Copy out the lines from the start of the records through the line holding "left=0, top=0, right=667, bottom=504", inclusive.

— BEGIN Records to process —

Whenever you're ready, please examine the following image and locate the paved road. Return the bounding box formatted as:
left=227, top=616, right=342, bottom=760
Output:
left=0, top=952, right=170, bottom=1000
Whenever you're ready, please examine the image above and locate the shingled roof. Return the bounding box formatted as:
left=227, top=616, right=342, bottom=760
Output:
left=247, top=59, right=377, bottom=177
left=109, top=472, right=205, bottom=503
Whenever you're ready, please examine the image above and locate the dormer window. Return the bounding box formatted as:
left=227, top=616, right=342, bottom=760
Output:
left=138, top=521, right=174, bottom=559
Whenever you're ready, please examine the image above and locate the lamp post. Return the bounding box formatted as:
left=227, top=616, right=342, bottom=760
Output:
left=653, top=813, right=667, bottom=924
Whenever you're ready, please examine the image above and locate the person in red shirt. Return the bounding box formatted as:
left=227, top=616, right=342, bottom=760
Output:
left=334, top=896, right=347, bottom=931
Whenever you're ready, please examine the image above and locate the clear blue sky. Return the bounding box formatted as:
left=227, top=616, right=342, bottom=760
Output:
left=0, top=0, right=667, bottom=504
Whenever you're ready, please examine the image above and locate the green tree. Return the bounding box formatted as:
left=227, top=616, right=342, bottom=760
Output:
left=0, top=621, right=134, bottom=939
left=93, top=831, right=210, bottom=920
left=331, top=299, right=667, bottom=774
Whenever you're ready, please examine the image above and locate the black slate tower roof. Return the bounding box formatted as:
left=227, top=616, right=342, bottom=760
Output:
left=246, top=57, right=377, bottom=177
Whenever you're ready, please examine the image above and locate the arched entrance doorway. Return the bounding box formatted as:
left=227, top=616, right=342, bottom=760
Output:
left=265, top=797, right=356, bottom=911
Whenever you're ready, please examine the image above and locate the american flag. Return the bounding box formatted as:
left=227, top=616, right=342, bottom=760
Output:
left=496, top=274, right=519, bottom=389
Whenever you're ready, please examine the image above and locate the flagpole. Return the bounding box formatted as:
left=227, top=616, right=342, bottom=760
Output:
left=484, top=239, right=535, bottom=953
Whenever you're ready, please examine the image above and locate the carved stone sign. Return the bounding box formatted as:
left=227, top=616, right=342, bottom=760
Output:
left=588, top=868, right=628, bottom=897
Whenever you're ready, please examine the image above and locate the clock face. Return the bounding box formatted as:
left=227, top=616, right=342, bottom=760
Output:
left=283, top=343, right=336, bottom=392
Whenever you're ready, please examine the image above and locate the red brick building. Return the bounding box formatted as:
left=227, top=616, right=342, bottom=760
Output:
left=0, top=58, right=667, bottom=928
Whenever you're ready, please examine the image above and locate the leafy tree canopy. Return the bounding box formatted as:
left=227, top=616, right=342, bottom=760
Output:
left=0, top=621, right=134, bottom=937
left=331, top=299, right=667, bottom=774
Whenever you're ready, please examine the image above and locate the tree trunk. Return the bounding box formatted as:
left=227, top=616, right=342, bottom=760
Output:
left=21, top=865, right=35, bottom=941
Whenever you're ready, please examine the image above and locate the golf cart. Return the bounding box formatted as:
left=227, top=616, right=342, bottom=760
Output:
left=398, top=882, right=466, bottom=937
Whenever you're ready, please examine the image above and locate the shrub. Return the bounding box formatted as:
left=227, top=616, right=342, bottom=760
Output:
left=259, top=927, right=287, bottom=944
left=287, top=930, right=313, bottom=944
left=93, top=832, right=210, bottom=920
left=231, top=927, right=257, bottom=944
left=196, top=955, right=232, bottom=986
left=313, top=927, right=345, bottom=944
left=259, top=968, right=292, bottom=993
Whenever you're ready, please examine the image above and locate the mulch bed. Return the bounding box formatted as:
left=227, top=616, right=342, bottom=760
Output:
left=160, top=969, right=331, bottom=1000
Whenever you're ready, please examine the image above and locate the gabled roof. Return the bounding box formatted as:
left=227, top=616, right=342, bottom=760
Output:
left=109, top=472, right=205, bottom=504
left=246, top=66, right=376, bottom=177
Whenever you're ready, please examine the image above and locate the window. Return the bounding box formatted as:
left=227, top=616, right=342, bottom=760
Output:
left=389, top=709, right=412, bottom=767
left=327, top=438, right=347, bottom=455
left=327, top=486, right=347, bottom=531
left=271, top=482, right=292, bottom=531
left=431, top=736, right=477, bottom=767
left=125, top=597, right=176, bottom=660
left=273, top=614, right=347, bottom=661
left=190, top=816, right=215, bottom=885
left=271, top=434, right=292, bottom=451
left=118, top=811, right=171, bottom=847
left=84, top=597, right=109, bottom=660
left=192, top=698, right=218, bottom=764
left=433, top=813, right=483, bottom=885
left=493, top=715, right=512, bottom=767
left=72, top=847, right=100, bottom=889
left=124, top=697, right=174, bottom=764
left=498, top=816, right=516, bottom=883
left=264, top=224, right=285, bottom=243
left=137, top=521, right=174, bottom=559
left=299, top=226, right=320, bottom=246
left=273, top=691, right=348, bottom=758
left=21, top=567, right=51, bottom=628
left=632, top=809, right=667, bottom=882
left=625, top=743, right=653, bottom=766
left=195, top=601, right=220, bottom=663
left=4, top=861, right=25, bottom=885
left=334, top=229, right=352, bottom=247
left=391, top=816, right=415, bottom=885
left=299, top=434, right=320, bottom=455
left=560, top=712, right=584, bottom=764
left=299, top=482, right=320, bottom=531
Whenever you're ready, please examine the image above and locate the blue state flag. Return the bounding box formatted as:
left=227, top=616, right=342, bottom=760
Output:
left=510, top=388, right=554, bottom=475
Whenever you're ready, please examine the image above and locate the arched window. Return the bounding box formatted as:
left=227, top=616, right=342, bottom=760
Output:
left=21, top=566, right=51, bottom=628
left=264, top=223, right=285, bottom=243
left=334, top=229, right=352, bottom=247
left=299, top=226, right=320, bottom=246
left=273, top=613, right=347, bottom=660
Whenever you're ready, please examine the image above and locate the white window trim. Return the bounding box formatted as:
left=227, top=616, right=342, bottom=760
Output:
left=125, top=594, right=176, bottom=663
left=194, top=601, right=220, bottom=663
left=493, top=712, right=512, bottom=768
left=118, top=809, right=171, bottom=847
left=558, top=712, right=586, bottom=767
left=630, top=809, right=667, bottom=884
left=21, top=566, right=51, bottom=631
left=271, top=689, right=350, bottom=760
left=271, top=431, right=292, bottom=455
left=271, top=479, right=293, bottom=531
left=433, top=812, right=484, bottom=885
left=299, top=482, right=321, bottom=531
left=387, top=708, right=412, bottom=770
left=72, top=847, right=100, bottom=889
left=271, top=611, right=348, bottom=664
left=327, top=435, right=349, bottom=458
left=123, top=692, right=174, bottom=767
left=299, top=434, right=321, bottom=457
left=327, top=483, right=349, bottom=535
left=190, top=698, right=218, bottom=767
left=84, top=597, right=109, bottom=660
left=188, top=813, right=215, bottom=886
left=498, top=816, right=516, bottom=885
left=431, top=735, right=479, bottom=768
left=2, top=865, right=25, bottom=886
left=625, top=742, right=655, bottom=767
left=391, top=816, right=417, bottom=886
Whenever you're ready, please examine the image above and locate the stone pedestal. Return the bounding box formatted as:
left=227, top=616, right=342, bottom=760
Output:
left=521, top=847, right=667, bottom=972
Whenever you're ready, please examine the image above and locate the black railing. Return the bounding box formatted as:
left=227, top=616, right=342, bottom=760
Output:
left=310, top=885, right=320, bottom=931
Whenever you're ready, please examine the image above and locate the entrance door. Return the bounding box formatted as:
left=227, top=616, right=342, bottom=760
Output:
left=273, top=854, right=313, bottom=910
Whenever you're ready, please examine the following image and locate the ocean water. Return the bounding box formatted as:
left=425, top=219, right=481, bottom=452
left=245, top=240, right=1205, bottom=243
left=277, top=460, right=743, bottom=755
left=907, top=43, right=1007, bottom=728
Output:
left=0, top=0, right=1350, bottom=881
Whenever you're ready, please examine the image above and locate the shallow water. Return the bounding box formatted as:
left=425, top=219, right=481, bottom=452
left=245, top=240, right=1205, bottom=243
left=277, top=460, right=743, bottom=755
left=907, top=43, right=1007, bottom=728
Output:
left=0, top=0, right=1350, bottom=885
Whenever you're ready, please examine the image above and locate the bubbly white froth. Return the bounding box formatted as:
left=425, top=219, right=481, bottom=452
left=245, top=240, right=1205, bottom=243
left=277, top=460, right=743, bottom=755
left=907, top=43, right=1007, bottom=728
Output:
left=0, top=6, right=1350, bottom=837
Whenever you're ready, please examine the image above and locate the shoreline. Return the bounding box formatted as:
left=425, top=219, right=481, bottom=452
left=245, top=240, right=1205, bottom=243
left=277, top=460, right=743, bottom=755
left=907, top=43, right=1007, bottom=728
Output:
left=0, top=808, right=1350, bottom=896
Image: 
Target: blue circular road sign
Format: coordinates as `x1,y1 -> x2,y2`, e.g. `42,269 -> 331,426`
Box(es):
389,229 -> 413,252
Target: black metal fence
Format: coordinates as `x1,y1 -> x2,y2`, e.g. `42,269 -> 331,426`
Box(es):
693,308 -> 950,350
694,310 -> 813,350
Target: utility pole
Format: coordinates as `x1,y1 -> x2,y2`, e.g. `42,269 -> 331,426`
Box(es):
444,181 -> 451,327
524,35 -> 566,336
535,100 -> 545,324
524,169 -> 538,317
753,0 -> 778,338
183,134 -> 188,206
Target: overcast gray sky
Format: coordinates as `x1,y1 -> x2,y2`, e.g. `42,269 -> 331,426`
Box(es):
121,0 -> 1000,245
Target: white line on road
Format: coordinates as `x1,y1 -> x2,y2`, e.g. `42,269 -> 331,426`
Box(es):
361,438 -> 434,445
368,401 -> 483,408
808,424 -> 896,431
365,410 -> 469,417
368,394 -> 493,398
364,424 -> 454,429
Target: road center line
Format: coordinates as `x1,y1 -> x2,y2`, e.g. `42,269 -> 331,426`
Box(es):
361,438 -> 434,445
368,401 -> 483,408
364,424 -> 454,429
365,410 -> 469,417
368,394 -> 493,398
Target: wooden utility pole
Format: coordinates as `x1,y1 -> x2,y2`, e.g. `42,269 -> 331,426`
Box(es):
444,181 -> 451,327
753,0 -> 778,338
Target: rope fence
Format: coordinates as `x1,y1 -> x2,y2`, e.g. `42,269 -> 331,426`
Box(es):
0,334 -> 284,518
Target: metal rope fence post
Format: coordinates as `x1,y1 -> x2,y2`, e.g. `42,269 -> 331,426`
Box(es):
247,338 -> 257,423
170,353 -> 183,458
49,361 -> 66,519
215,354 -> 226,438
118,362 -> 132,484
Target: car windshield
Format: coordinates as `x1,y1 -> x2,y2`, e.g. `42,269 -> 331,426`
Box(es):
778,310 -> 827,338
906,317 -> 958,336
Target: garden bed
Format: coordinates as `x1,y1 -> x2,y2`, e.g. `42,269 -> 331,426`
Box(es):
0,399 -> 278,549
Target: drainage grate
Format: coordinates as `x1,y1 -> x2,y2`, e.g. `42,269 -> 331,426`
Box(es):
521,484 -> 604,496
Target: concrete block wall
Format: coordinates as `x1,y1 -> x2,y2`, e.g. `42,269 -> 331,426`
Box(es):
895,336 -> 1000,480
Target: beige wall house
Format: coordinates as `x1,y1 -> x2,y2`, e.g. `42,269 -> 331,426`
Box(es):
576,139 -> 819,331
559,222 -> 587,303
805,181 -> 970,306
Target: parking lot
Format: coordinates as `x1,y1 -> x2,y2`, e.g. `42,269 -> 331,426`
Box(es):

— END Records to process —

Task result -
Whenever you're ready, please examine the following image and locate the paved road. Return the bounding box formatted as:
left=227, top=616, right=342, bottom=760
Output:
left=0, top=952, right=170, bottom=1000
Whenever you're ready, please examine the image above and locate the shingled roof. Return the bounding box formatted as:
left=227, top=616, right=342, bottom=760
Output:
left=247, top=59, right=377, bottom=177
left=109, top=472, right=205, bottom=503
Whenever you're ready, please examine the image above and locate the dormer window. Return the bounding box formatted as:
left=227, top=616, right=342, bottom=760
Output:
left=138, top=521, right=174, bottom=559
Whenever you're ready, please examine the image above and locate the lamp post. Return the bounding box formatted as:
left=227, top=616, right=342, bottom=760
Output:
left=653, top=813, right=667, bottom=924
Whenever you're ready, please examine the image above and locate the person in red shirt. Return the bounding box formatted as:
left=227, top=616, right=342, bottom=760
Output:
left=334, top=896, right=347, bottom=931
Whenever you're ready, please examine the image above and locate the clear blue sky. Return the bounding box formatted as:
left=227, top=616, right=342, bottom=760
Output:
left=0, top=0, right=667, bottom=504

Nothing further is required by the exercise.